[WHAT IS BEING ASKED] Write out, word for word, the passage of the Perth property market text that begins with the words "Another positive sign" and ends with "12 month ago.".

From record lows in April, the Perth property market has made a “surprisingly” quick recovery according to Reiwa president Damian Collins.
“I think the market has ridden a rollercoaster wave of confidence,” he said.
“April had the lowest transactions on record.
“What’s interesting is how quickly, in the last week of April and coming into May, things have bounced back.
“It’s been surprisingly positive and it’s happened surprisingly quicker than we could have thought six or seven weeks ago.”
There were 527 sales in the week ending May 10, 32.7 per cent higher than the week before and just short of double the 264 sales recorded a four weeks ago.
The number of sales is on par with the same time last year and Mr Collins said while Perth was experiencing an “ordinary market” then, it was still a positive sign.
Another positive sign for ongoing improvement was stock levels, which were decreasing before COVID-19 and have continued to decline through April.
Mr Collins said the number of homes for sale and rent were at the lowest levels since 2014.
The number of Perth homes listed for sale on reiwa.com was 11,611 at the end of last week, 30 per cent lower than a year ago.
There were 5420 homes listed for rent, 23 per cent lower than 12 month ago.
“(Listings) are even lower than they were in February and early March when we were having a much better market,” Mr Collins said.
“Speaking to agents over the weekend it was pretty buoyant, there is activity, there’s just not enough properties around for lease or sale.”
Supporting the market’s rapid bounceback was pent-up demand, which has led to the decline in stock, the quick return to almost-normal life and Perth’s housing affordability.
“(Earlier this year) the demand was there, rents were starting to increase, prices were increasing and we were kicking off into a better market,” Mr Collins said.
“Then of course when COVID came it scared everybody; the headlines originally were we’re going to have 20 per cent unemployment, prices were going to drop X per cent and people got fearful.
“Now they’re realising that’s not going to happen.
“We’re not going to have that bad a market in WA, we’re not going to have that unemployment, even hospitality, we’re opening up cafes next week, albeit with only 20 people, but things are starting to get back to normal and it’s just giving people that confidence again.”
When it came to affordability Mr Collins said Perth prices were the lowest they have been since 2013.
“When you look at our affordability across the country we’re the most affordable capital city by a long way,” he said.
“Our (average) income is higher than pretty much every capital city, including Sydney and Melbourne, and yet our house prices are half of Sydney and about 30 per cent per cent lower than Melbourne.
“And the median price in Adelaide is about the same as Perth, yet our income on average is 25-30 per cent higher.
“There’s pent up demand, the oversupply has gone, people are looking at getting a loan for 2.29 per cent and they’re just thinking, maybe it’s not a bad time.”
Mr Collins said, compared to March, when WA went into lockdown and restrictions were imposed on the property market, there was now more confidence the market would hold its own.
“If we continue to have an economic recovery and the economy continues to go back to normal, certainly the market could hold,” he said.
“I think the risk that was looking significant on April 1 is probably not looking very significant at this stage.”

[RAW DATA]
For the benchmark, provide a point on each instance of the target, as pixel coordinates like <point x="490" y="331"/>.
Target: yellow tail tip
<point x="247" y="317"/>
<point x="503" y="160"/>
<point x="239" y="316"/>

[ANSWER TO THIS PROBLEM]
Another positive sign for ongoing improvement was stock levels, which were decreasing before COVID-19 and have continued to decline through April.
Mr Collins said the number of homes for sale and rent were at the lowest levels since 2014.
The number of Perth homes listed for sale on reiwa.com was 11,611 at the end of last week, 30 per cent lower than a year ago.
There were 5420 homes listed for rent, 23 per cent lower than 12 month ago.